Data items

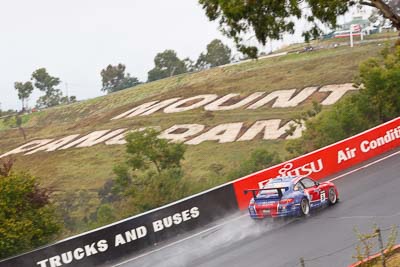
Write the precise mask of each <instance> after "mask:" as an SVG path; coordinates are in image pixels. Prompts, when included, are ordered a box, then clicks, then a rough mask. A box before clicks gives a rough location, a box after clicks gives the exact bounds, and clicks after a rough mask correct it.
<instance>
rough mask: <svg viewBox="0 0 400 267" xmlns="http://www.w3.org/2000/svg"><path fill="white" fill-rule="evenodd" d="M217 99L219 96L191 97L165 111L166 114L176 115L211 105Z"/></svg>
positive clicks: (197, 96) (165, 109) (169, 108)
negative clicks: (201, 107) (210, 103)
mask: <svg viewBox="0 0 400 267" xmlns="http://www.w3.org/2000/svg"><path fill="white" fill-rule="evenodd" d="M217 98H218V96H217V95H198V96H193V97H189V98H186V99H183V100H179V101H178V102H175V103H173V104H172V105H170V106H168V107H166V108H165V109H164V113H176V112H183V111H188V110H192V109H196V108H199V107H202V106H204V105H206V104H208V103H210V102H211V101H213V100H215V99H217Z"/></svg>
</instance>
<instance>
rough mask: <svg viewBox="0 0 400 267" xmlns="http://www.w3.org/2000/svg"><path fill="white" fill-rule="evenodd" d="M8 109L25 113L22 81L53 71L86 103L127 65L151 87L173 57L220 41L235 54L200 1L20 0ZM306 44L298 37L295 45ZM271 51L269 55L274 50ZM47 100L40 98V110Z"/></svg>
mask: <svg viewBox="0 0 400 267" xmlns="http://www.w3.org/2000/svg"><path fill="white" fill-rule="evenodd" d="M0 34H1V37H0V74H1V76H0V93H1V94H0V103H1V107H0V108H1V109H3V110H6V109H17V108H18V109H19V108H20V106H21V104H20V101H19V99H18V97H17V92H16V90H15V89H14V82H15V81H28V80H29V79H30V76H31V74H32V72H33V71H34V70H36V69H38V68H41V67H45V68H46V69H47V71H48V72H49V73H50V75H52V76H56V77H59V78H60V79H61V80H62V82H63V83H62V84H61V85H60V89H62V90H63V92H64V93H65V90H66V83H68V93H69V95H75V96H77V98H78V99H79V100H82V99H87V98H91V97H95V96H99V95H102V94H103V93H102V92H101V91H100V88H101V77H100V71H101V69H103V68H104V67H105V66H107V65H108V64H113V65H114V64H118V63H123V64H125V65H126V67H127V72H129V73H130V74H131V75H133V76H135V77H138V78H139V80H141V81H146V80H147V72H148V71H149V70H150V69H152V68H153V66H154V63H153V59H154V57H155V55H156V54H157V53H159V52H162V51H164V50H165V49H173V50H175V51H177V53H178V56H179V57H180V58H181V59H183V58H185V57H190V58H191V59H192V60H196V59H197V57H198V55H199V54H200V53H201V52H203V51H204V50H205V49H206V45H207V44H208V43H209V42H210V41H212V40H213V39H215V38H218V39H221V40H222V41H223V42H224V43H225V44H228V45H229V46H230V47H233V44H232V42H231V41H230V40H228V39H226V38H224V37H223V36H222V34H221V33H220V32H219V30H218V24H217V23H216V22H209V21H208V18H207V17H206V16H205V14H204V11H203V10H202V8H201V6H200V5H199V4H198V2H197V0H167V1H166V0H148V1H144V0H115V1H109V0H80V1H78V0H57V1H55V0H35V1H32V0H12V1H4V2H3V3H2V7H1V9H0ZM295 40H299V38H298V37H295V38H291V41H295ZM266 49H269V46H267V48H266ZM40 95H41V92H38V91H36V92H34V94H33V96H32V97H31V99H30V102H29V104H30V106H31V107H32V106H34V104H35V101H36V98H37V97H38V96H40Z"/></svg>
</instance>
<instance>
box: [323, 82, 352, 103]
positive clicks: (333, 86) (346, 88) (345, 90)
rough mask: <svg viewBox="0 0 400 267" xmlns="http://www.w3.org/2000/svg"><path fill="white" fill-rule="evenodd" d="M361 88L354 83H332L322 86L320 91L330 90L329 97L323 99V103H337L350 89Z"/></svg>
mask: <svg viewBox="0 0 400 267" xmlns="http://www.w3.org/2000/svg"><path fill="white" fill-rule="evenodd" d="M353 90H359V89H358V88H356V87H354V86H353V84H352V83H345V84H332V85H325V86H322V87H321V88H320V89H319V91H320V92H330V94H329V95H328V97H327V98H325V100H324V101H322V103H321V105H326V106H327V105H333V104H335V103H336V102H337V101H338V100H339V99H340V98H342V97H343V96H344V94H346V93H347V92H349V91H353Z"/></svg>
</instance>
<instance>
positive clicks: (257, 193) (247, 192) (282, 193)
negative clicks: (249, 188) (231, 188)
mask: <svg viewBox="0 0 400 267" xmlns="http://www.w3.org/2000/svg"><path fill="white" fill-rule="evenodd" d="M275 189H276V190H277V191H278V195H279V198H282V196H283V192H282V190H283V189H286V187H274V188H258V189H245V190H244V191H243V193H244V194H245V195H247V193H249V192H251V193H252V194H253V198H254V199H257V194H258V192H260V191H262V190H275Z"/></svg>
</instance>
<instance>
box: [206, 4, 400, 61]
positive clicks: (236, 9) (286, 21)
mask: <svg viewBox="0 0 400 267" xmlns="http://www.w3.org/2000/svg"><path fill="white" fill-rule="evenodd" d="M356 2H358V1H351V0H347V1H344V0H330V1H326V0H306V1H294V0H282V1H273V0H249V1H231V0H199V3H200V4H201V5H202V7H203V9H204V11H205V13H206V15H207V17H208V18H209V19H210V20H212V21H213V20H218V21H219V24H220V26H221V31H222V32H223V33H224V34H225V35H226V36H228V37H229V38H231V39H233V40H234V41H235V43H236V44H237V48H238V50H239V51H241V52H242V53H244V54H246V55H248V56H249V57H251V58H256V57H257V48H256V47H253V46H247V45H246V44H244V42H243V36H245V35H246V34H247V35H249V34H251V35H254V36H255V37H256V39H257V40H258V41H259V42H260V43H262V44H263V45H265V44H266V42H267V40H268V39H275V40H277V39H281V38H282V34H284V33H289V34H293V33H294V31H295V28H296V23H297V24H299V23H298V21H299V19H304V20H306V21H307V22H308V25H306V27H304V24H303V23H300V25H302V27H304V30H303V35H304V37H305V40H306V41H308V40H309V39H310V38H311V37H314V38H316V37H318V36H320V35H321V33H322V30H321V26H322V25H325V26H328V27H329V28H332V29H334V28H335V27H336V20H337V17H338V16H339V15H343V14H345V13H346V12H347V11H348V10H349V7H350V6H352V5H355V4H356ZM386 2H394V1H382V0H378V1H360V2H359V3H360V4H362V5H363V4H365V5H368V6H373V7H375V8H377V9H378V10H379V11H381V12H382V13H383V14H384V15H385V17H387V18H390V20H391V21H392V23H393V24H394V25H395V27H399V26H400V19H399V17H398V15H397V13H396V12H395V9H394V8H392V7H390V6H388V5H387V4H386Z"/></svg>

→ INSTRUCTIONS FOR THE TASK
Output the data above in full and exactly, with every image left out.

→ SOLVED PROBLEM
Write the precise mask of each <instance> after "mask:" as an SVG path; coordinates are in image pixels. Prompts, when included, are ordered a box, then clicks, then a rough mask. A box before clicks gives a rough location, a box after clicks gives the exact bounds, and clicks after a rough mask correct it.
<instance>
rough mask: <svg viewBox="0 0 400 267" xmlns="http://www.w3.org/2000/svg"><path fill="white" fill-rule="evenodd" d="M217 99L219 96L191 97L165 111L166 114L176 115L211 105Z"/></svg>
positive clicks: (197, 96) (165, 109) (169, 108)
negative clicks: (201, 107) (210, 103)
mask: <svg viewBox="0 0 400 267" xmlns="http://www.w3.org/2000/svg"><path fill="white" fill-rule="evenodd" d="M217 98H218V96H217V95H198V96H193V97H189V98H186V99H183V100H179V101H178V102H175V103H173V104H172V105H170V106H168V107H166V108H165V109H164V113H176V112H183V111H188V110H192V109H196V108H199V107H202V106H204V105H206V104H208V103H210V102H211V101H213V100H215V99H217Z"/></svg>
</instance>
<instance>
rough mask: <svg viewBox="0 0 400 267" xmlns="http://www.w3.org/2000/svg"><path fill="white" fill-rule="evenodd" d="M8 109L25 113L22 81L53 71L86 103L127 65L151 87L173 57L220 41L235 54L200 1L20 0ZM306 44L298 37L295 45ZM271 51L269 55L274 50ZM47 100L40 98V110Z"/></svg>
mask: <svg viewBox="0 0 400 267" xmlns="http://www.w3.org/2000/svg"><path fill="white" fill-rule="evenodd" d="M0 34H1V37H0V74H1V76H0V93H1V94H0V103H1V107H0V108H1V109H3V110H6V109H17V108H18V109H19V108H20V106H21V104H20V101H19V99H18V97H17V92H16V90H15V89H14V82H15V81H28V80H29V79H30V76H31V74H32V72H33V71H34V70H36V69H38V68H41V67H45V68H46V69H47V71H48V72H49V73H50V75H52V76H56V77H59V78H60V79H61V80H62V82H63V83H62V84H61V85H60V89H62V90H63V92H64V93H65V90H66V83H68V93H69V95H75V96H77V98H78V99H79V100H82V99H87V98H91V97H95V96H99V95H102V94H103V93H102V92H101V91H100V88H101V77H100V71H101V69H103V68H104V67H105V66H107V65H108V64H113V65H114V64H118V63H123V64H125V65H126V67H127V72H129V73H130V74H131V75H133V76H135V77H138V78H139V80H141V81H146V80H147V72H148V71H149V70H150V69H152V68H153V66H154V63H153V59H154V57H155V55H156V54H157V53H159V52H162V51H164V50H165V49H173V50H175V51H177V53H178V56H179V57H180V58H181V59H183V58H185V57H190V58H191V59H192V60H196V59H197V57H198V55H199V54H200V53H201V52H203V51H204V50H205V49H206V45H207V44H208V43H209V42H210V41H212V40H213V39H215V38H218V39H221V40H222V41H223V42H224V43H225V44H228V45H229V46H230V47H233V44H232V42H231V41H230V40H228V39H226V38H224V37H223V36H222V34H221V33H220V32H219V30H218V24H217V23H216V22H209V21H208V18H207V17H206V16H205V14H204V11H203V10H202V8H201V6H200V5H199V4H198V2H197V0H167V1H166V0H148V1H144V0H115V1H109V0H80V1H78V0H57V1H55V0H35V1H32V0H12V1H4V2H3V3H2V7H1V9H0ZM295 40H299V38H298V37H295V38H291V41H295ZM266 49H269V46H267V48H266ZM40 95H41V92H38V91H36V92H34V94H33V96H32V97H31V99H30V102H29V104H30V106H31V107H32V106H34V104H35V101H36V98H37V97H38V96H40Z"/></svg>
</instance>
<instance>
box: [323, 82, 352, 103]
positive clicks: (333, 86) (346, 88) (345, 90)
rough mask: <svg viewBox="0 0 400 267" xmlns="http://www.w3.org/2000/svg"><path fill="white" fill-rule="evenodd" d="M361 88L354 83H332L322 86L320 91L330 90L329 97L323 99V103H337L350 89Z"/></svg>
mask: <svg viewBox="0 0 400 267" xmlns="http://www.w3.org/2000/svg"><path fill="white" fill-rule="evenodd" d="M353 90H359V89H358V88H356V87H354V86H353V84H352V83H345V84H332V85H325V86H322V87H321V88H320V89H319V91H320V92H330V94H329V95H328V97H327V98H325V100H324V101H322V103H321V105H326V106H327V105H333V104H335V103H336V102H337V101H338V100H339V99H340V98H342V97H343V96H344V94H346V93H347V92H349V91H353Z"/></svg>
</instance>
<instance>
positive clicks: (257, 193) (247, 192) (282, 193)
negative clicks: (249, 188) (231, 188)
mask: <svg viewBox="0 0 400 267" xmlns="http://www.w3.org/2000/svg"><path fill="white" fill-rule="evenodd" d="M275 189H276V190H277V191H278V195H279V198H282V196H283V192H282V190H283V189H286V187H274V188H258V189H245V190H244V191H243V193H244V194H245V195H247V193H249V192H251V193H252V194H253V198H254V199H257V194H258V192H260V191H262V190H275Z"/></svg>
</instance>
<instance>
box: [206, 4, 400, 61]
positive clicks: (236, 9) (286, 21)
mask: <svg viewBox="0 0 400 267" xmlns="http://www.w3.org/2000/svg"><path fill="white" fill-rule="evenodd" d="M356 2H358V1H351V0H347V1H344V0H330V1H326V0H306V1H294V0H282V1H273V0H249V1H231V0H199V3H200V4H201V5H202V7H203V9H204V11H205V13H206V15H207V17H208V18H209V19H210V20H212V21H213V20H218V21H219V24H220V26H221V31H222V32H223V33H224V34H225V35H226V36H228V37H229V38H231V39H233V40H234V41H235V43H236V44H237V48H238V50H239V51H241V52H242V53H244V54H246V55H248V56H249V57H251V58H256V57H257V48H256V47H253V46H247V45H246V44H244V42H243V36H245V35H246V34H247V35H249V34H251V35H254V36H255V37H256V39H257V40H258V41H259V42H260V43H262V44H263V45H265V44H266V42H267V40H268V39H275V40H277V39H281V38H282V34H284V33H289V34H293V33H294V31H295V28H296V23H297V24H299V23H298V21H299V19H304V20H306V21H307V22H308V25H306V27H304V24H303V23H300V25H302V27H304V30H303V35H304V37H305V40H306V41H308V40H309V39H310V38H311V37H314V38H316V37H318V36H320V35H321V33H322V30H321V26H322V25H325V26H328V27H329V28H332V29H334V28H335V27H336V20H337V17H338V16H339V15H343V14H345V13H346V12H347V11H348V10H349V7H350V6H352V5H355V4H356ZM386 2H394V1H382V0H378V1H360V2H359V3H360V4H362V5H363V4H365V5H368V6H373V7H375V8H377V9H378V10H379V11H381V12H382V13H383V14H384V15H385V17H387V18H390V20H391V21H392V23H393V24H394V25H395V27H399V26H400V19H399V17H398V15H397V13H396V12H395V9H394V8H392V7H390V6H388V5H387V4H386Z"/></svg>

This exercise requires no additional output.